* [SUPPLIED DATA]:

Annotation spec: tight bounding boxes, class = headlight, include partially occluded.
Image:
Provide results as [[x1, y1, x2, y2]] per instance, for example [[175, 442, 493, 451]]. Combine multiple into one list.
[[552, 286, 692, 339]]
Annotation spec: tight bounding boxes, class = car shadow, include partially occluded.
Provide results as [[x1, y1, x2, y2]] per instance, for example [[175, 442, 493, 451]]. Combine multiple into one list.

==

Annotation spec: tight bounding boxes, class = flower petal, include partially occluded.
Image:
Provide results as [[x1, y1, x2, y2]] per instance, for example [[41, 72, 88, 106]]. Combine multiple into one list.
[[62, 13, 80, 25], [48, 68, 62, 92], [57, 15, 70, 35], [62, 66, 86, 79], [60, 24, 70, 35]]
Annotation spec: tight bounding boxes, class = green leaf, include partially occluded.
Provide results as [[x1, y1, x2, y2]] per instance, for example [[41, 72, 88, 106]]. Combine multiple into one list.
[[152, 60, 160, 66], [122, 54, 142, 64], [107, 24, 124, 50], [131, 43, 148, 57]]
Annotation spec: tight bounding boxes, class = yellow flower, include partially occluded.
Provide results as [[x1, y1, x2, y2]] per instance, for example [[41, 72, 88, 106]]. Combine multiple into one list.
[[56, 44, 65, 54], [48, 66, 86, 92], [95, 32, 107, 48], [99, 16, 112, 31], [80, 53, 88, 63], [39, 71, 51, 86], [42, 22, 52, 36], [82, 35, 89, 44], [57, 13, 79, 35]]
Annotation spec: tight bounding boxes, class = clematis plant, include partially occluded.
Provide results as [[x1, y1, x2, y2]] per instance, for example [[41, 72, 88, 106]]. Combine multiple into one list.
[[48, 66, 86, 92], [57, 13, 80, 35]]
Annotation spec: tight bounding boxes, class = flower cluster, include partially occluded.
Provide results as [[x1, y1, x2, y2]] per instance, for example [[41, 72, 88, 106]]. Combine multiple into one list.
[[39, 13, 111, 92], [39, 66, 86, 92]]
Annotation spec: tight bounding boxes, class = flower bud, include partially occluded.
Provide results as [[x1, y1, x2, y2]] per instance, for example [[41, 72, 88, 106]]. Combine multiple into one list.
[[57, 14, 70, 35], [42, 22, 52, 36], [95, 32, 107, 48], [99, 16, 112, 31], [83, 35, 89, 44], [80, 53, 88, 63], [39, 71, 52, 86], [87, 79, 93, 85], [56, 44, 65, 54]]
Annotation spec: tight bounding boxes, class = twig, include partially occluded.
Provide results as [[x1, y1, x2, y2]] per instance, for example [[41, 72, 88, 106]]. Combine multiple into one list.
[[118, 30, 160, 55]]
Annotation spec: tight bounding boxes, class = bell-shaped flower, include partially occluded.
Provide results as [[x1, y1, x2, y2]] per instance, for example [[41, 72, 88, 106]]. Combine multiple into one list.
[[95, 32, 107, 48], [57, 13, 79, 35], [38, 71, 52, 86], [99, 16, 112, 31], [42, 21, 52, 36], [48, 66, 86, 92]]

* [WHAT IS EXPECTED]:
Recast the part of the listing above that opens with the line containing "Annotation spec: tight bounding boxes, class = clematis" and closes with the line containing "[[39, 13, 111, 92], [39, 66, 86, 92]]" as a JSON list of strings, one string per line and no blank lines.

* [PROBLEM SOLUTION]:
[
  "Annotation spec: tight bounding boxes, class = clematis plant, include partially occluded.",
  "Provide results as [[x1, y1, x2, y2]] per instance, for example [[41, 72, 88, 106]]. Combine multiple into one list.",
  "[[48, 66, 86, 92], [57, 13, 80, 35]]",
  "Annotation spec: tight bounding boxes, class = flower cluster, include partially occluded.",
  "Provide results as [[x1, y1, x2, y2]] per instance, for example [[41, 72, 88, 106]]. Combine multiple into one list.",
  "[[39, 13, 111, 92], [39, 66, 86, 92]]"
]